# WHAT TO WORK ON:
Rewrite the listing with "as tight as possible" swapped for "as close-fitting as possible", leaving every other word and character as it is.

# DATASET ROWS:
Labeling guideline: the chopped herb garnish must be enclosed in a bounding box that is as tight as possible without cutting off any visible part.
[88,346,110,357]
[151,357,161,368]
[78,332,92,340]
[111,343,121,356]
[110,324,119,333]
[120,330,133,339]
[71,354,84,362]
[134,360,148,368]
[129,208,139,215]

# THE ANSWER:
Labeling guideline: the chopped herb garnish must be enclosed in a bounding box that is as close-fitting as possible without cutting off any visible part.
[88,346,110,357]
[151,357,161,368]
[78,332,92,340]
[111,343,121,356]
[110,324,119,333]
[120,330,133,339]
[71,354,84,362]
[134,360,148,368]
[129,208,139,215]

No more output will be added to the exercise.